* DOCUMENT SEGMENT
◆ ◆ ◆

Article
Change
Freedom of Belief
3 min read

A tale of two Septembers

The recent conflict in Nagorno-Karabakh is already a twice forgotten war. Forced to flee twice, Anush Petrosyan describes the experience.

Anush Petrosyan is a writer now based in Armenia. She is originally from Nagorno-Karabakh.

A sunset dramatically silhouette's a ruined tower and people at its base.
A September 2023 sunset over Stepanakert.

The ethnic cleansing of 100,000 Christian Armenians from Nagorno-Karabakh has left Armenians around the world questioning the world order that allows dictators to have their way without impunity.  

 Following Azerbaijan’s brutal war of September 2020, the people of Karabakh were subjected to a complete blockade of their region – an exclave of Armenia in Azerbaijan. In the small stretch of land where Armenians had fought for independence following the collapse of the Soviet Union, civilians were being kidnapped, the elderly were dying for lack of basic healthcare, and schools were closing due to no heating gas. To the outside world, Azerbaijan’s President Ilham Aliyev was speaking of peace and integration. Inside the region, experts were warning of genocide by starvation.  

In September 2023, Azerbaijan at last got what it wanted - the territory of Karabakh without Armenians. After an attack that left hundreds of people dead, Azerbaijani forces moved into the region as people began to flee to Armenia, forever leaving their homes and homeland.  

This is the story of Anush Petrosyan. A native of Shushi, Karabakh, which Azerbaijan took control of in 2020. Since then, Anush had been living in the Armenian-controlled Karabakh capital of Stepanakert, which she was forced to evacuate during the ethnic cleansing.  

In September 2020, I left my birthplace in Shushi, Artsakh (Nagorno Karabakh) with a strong conviction that I would be back soon. 

In September 2023, I left Stepanakert, my new hometown, with only the hope of staying alive.

◆ ◆ ◆

* GIVEN MATERIAL
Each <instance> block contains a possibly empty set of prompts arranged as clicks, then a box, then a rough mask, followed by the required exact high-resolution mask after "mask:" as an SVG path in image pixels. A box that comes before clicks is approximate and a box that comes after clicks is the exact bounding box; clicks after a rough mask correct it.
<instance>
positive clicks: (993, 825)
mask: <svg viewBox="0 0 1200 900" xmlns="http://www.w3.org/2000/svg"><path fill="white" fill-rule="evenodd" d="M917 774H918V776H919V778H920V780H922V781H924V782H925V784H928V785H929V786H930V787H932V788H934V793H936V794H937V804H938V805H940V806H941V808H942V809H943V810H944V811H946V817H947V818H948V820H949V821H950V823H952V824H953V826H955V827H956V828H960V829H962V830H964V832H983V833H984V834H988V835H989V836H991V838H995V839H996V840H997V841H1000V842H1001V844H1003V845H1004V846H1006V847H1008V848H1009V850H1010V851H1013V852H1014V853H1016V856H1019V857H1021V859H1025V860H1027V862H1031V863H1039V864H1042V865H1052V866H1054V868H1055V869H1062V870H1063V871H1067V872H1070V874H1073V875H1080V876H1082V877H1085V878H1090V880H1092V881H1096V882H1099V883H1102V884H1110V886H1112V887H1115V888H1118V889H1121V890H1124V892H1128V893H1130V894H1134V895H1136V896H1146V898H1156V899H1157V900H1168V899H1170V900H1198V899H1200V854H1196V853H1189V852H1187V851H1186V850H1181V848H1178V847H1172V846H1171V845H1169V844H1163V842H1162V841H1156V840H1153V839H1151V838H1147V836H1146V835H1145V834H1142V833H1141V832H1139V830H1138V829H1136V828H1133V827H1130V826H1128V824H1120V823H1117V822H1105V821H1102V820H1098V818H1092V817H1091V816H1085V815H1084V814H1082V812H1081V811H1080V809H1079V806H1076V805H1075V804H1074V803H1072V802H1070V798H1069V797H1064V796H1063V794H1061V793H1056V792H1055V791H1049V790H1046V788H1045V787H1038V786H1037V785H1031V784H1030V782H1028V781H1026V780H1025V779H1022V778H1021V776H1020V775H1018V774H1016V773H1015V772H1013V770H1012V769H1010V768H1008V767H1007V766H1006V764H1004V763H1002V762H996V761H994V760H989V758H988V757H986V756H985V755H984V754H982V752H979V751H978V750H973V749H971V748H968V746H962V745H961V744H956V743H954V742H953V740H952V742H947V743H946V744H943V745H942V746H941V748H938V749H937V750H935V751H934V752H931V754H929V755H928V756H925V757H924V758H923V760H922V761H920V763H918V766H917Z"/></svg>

◆ ◆ ◆

* DIRECTIVE 1
In the article about Nagorno-Karabakh, what caused schools to close during the blockade?
* DIRECTIVE 2
Summarize the article about Nagorno-Karabakh in two sentences.

* ANSWER SECTION 1
They were closing because there was no heating gas.

* ANSWER SECTION 2
After Azerbaijan's war of September 2020, the Armenians of Nagorno-Karabakh lived under a complete blockade, and in September 2023 Azerbaijani forces moved into the region as its 100,000 Christian Armenians fled to Armenia. Anush Petrosyan, a writer from Shushi, left her birthplace in 2020 sure she would soon return, then left Stepanakert in 2023 with only the hope of staying alive.